[YOUR INSTRUCTIONS]:
Transcribe all records exactly; omit pictures.

Dataset entries:
■ ■ ■

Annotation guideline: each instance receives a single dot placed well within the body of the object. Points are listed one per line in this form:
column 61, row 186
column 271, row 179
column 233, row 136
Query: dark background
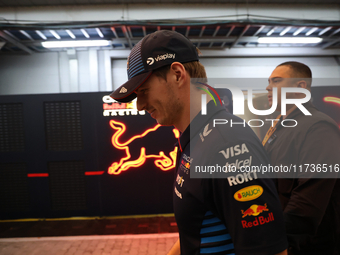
column 67, row 136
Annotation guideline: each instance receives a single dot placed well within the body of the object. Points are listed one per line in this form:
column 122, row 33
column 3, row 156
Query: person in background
column 213, row 215
column 310, row 198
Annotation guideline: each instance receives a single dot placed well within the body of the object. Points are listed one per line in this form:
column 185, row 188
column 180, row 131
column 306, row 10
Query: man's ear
column 179, row 72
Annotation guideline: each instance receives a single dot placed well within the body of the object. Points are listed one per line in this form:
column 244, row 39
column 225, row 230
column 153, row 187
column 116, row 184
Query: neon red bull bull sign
column 161, row 160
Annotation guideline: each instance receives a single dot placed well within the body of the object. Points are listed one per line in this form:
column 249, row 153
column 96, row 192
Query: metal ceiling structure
column 26, row 38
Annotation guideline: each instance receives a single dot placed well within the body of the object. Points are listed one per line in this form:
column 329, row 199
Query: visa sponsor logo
column 234, row 151
column 248, row 193
column 241, row 178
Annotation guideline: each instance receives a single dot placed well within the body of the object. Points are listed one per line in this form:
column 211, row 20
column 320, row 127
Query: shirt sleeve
column 248, row 205
column 311, row 196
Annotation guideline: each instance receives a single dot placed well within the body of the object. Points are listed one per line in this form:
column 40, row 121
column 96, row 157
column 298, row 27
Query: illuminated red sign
column 334, row 100
column 162, row 161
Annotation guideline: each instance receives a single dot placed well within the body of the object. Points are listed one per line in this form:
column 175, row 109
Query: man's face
column 158, row 97
column 281, row 77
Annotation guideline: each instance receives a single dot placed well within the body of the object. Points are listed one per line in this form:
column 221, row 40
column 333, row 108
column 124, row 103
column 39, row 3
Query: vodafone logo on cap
column 150, row 61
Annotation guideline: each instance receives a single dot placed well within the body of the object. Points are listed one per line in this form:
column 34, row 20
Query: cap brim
column 125, row 93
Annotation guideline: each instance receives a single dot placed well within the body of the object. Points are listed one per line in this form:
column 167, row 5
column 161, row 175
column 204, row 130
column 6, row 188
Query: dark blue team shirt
column 226, row 213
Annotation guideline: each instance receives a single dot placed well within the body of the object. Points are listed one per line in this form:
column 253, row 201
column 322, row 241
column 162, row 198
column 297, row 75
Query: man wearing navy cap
column 216, row 213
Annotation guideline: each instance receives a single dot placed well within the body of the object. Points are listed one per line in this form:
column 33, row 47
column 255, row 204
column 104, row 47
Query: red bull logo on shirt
column 255, row 210
column 249, row 193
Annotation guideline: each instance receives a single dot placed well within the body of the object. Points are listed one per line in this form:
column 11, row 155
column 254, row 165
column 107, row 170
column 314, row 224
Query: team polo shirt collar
column 198, row 122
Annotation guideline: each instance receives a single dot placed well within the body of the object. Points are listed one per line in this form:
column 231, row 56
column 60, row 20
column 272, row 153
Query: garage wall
column 54, row 73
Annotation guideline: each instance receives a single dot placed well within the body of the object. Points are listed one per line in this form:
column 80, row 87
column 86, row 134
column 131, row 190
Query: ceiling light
column 70, row 34
column 311, row 31
column 298, row 31
column 67, row 44
column 291, row 40
column 85, row 33
column 41, row 34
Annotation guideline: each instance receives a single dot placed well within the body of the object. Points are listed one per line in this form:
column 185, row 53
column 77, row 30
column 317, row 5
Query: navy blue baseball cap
column 155, row 50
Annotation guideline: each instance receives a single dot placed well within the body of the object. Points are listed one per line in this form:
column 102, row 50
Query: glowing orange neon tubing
column 332, row 99
column 162, row 161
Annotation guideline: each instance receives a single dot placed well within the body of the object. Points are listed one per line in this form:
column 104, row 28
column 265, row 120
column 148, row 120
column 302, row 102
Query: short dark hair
column 300, row 70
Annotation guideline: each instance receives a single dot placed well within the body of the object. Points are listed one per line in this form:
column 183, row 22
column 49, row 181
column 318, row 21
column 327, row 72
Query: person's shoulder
column 316, row 118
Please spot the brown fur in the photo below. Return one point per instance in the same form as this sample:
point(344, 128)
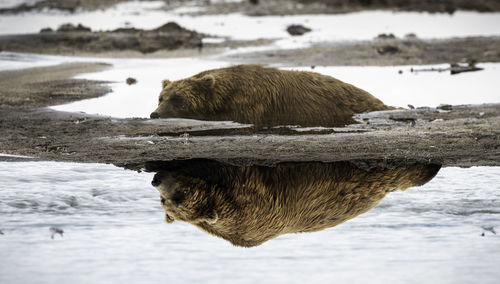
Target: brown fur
point(265, 97)
point(250, 205)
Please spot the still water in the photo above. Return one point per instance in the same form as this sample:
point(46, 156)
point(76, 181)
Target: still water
point(114, 233)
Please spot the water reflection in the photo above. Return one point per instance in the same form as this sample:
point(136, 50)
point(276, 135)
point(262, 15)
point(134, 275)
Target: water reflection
point(248, 205)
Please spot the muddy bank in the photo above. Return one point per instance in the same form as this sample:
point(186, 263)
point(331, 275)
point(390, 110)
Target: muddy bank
point(70, 39)
point(402, 137)
point(63, 5)
point(285, 7)
point(381, 51)
point(274, 7)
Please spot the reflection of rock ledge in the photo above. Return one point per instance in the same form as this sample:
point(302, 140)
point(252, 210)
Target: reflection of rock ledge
point(466, 136)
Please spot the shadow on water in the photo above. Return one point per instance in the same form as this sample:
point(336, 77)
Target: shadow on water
point(249, 205)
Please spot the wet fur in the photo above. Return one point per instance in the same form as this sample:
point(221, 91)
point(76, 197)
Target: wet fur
point(250, 205)
point(265, 97)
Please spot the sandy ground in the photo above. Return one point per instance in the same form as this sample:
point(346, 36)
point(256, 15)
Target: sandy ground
point(278, 7)
point(401, 137)
point(380, 139)
point(380, 52)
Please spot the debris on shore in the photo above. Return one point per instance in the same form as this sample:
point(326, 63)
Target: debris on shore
point(69, 38)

■ ■ ■

[RESULT OF THIS EXERCISE]:
Annotation guideline: each instance receives a single dot placed well within the body of the object. Points are listed one per line in this form:
column 61, row 186
column 271, row 179
column 233, row 136
Query: dark background
column 67, row 136
Annotation guideline: each instance receives a single dot placed well within the body of the object. Points are listed one per line in this form:
column 122, row 33
column 3, row 156
Query: person in background
column 213, row 215
column 310, row 198
Annotation guideline: each instance receives a single dot placed well within the body of the object. Points are listed one per line in this form:
column 185, row 188
column 180, row 131
column 306, row 10
Query: man's ear
column 179, row 72
Annotation guideline: each instance receives a single dot placed well within the body of the object. Points are listed one per line in this form:
column 244, row 39
column 225, row 230
column 153, row 187
column 116, row 184
Query: neon red bull bull sign
column 161, row 160
Annotation guideline: each instance receives a single dot placed well within the body of the object. Points are listed one per line in this form:
column 249, row 153
column 96, row 192
Query: metal ceiling structure
column 26, row 38
Annotation guideline: each instance receives a single dot placed well within the body of the object. Points are listed one per line in this form:
column 329, row 199
Query: visa sponsor logo
column 234, row 151
column 248, row 193
column 241, row 178
Annotation guideline: each instance receives a single dot placed well within the body of the object. Points are listed one per line in this form:
column 211, row 20
column 320, row 127
Query: shirt sleeve
column 248, row 205
column 311, row 196
Annotation guideline: each instance receives a single dot placed well within the body of the object. Points are listed one per line in this form:
column 40, row 121
column 96, row 157
column 298, row 27
Query: illuminated red sign
column 334, row 100
column 162, row 161
Annotation guideline: each instance receives a single dot placed well within the body of the object. Points are listed one per line in this form:
column 175, row 109
Query: man's face
column 158, row 97
column 281, row 77
Annotation guideline: each instance receives a single dot placed well within the body of the object. Points are listed one per line in this form:
column 221, row 40
column 333, row 108
column 124, row 103
column 39, row 3
Query: vodafone logo on cap
column 150, row 61
Annotation guideline: each instance receives a single dot placed well within the body of the object. Points are listed one per line in this form:
column 34, row 20
Query: cap brim
column 125, row 93
Annotation guideline: each instance receives a single dot placed well within the body of the object. Points are listed one per line in this form:
column 167, row 5
column 161, row 175
column 204, row 130
column 6, row 188
Query: dark blue team shirt
column 226, row 213
Annotation guideline: each instance receives a single dot placed well within the body of the object. Points are listed one per line in this form:
column 253, row 201
column 322, row 241
column 162, row 198
column 297, row 75
Query: man wearing navy cap
column 216, row 213
Annotation guideline: each instance receives a single dot placed well within the body of the object. Points are listed one per line in this form:
column 33, row 47
column 255, row 204
column 104, row 47
Query: red bull logo on shirt
column 255, row 210
column 249, row 193
Annotation guideline: each instance receives a single dot placed well within the body of the object. Points are listed one per line in this form:
column 11, row 155
column 254, row 165
column 107, row 170
column 314, row 224
Query: team polo shirt collar
column 198, row 122
Annotation guideline: each instance receives a single dot placed well within the body of the object. Points are listed one per line in this form:
column 231, row 56
column 60, row 20
column 272, row 153
Query: garage wall
column 54, row 73
Annotation guideline: each instance receives a single dot placed well within the body of the object. Points are listed one per line in this form:
column 80, row 87
column 86, row 134
column 131, row 190
Query: ceiling light
column 70, row 34
column 311, row 31
column 298, row 31
column 67, row 44
column 291, row 40
column 85, row 33
column 41, row 34
Annotation guideline: each instance receives a single dot placed well within the body of the object. Points are listed one per line in this form:
column 185, row 53
column 77, row 30
column 317, row 5
Query: navy blue baseball cap
column 155, row 50
Annotation guideline: each instance receives a single dot placed well within the body of the object. Points are listed one per line in this form:
column 102, row 50
Query: glowing orange neon tubing
column 332, row 99
column 162, row 161
Annotation guideline: each instance receives a single dot placed well within the body of the object. Points are listed one per line in this form:
column 104, row 28
column 265, row 120
column 148, row 120
column 302, row 102
Query: short dark hair
column 300, row 70
Annotation guideline: each instance receives a single dot placed well within the body of the object. Points are listed one per line in this form:
column 183, row 22
column 49, row 181
column 318, row 21
column 327, row 72
Query: person's shoulder
column 316, row 118
Please spot the brown fur in the photo below. Return one point per instance in the same form as this sample:
point(344, 128)
Target: brown fur
point(265, 97)
point(250, 205)
Please spot the still water in the photo above. Return one point per instance in the same form as this sample:
point(46, 156)
point(76, 181)
Target: still water
point(114, 233)
Please spot the water reflection in the photo above. Return one point per instance in the same form as this sample:
point(136, 50)
point(276, 135)
point(262, 15)
point(134, 275)
Target: water reflection
point(248, 205)
Please spot the muddy bank in the photo above. Return one point per instance in the same form as this sample:
point(186, 263)
point(331, 275)
point(390, 110)
Target: muddy bank
point(70, 39)
point(402, 137)
point(63, 5)
point(285, 7)
point(381, 51)
point(274, 7)
Please spot the reflection of rock ledge in the photo above. Return one point per instance in the same form as this sample:
point(302, 140)
point(252, 210)
Target: reflection of rock ledge
point(466, 136)
Please spot the shadow on water in the photo above. Return one point per instance in the same form as this sample:
point(336, 77)
Target: shadow on water
point(249, 205)
Please spot the wet fur in the photo above. Return one point per instance in the same form as this sample:
point(221, 91)
point(76, 197)
Target: wet fur
point(250, 205)
point(265, 97)
Please spot the sandy ground in the photo above. Return one point per instance in the same form as this sample:
point(346, 36)
point(256, 15)
Target: sandy ground
point(278, 7)
point(401, 137)
point(380, 139)
point(380, 52)
Please spot the debris on shore in the photo above. Return one point per instance in the same form as this sample:
point(326, 63)
Target: debris on shore
point(69, 38)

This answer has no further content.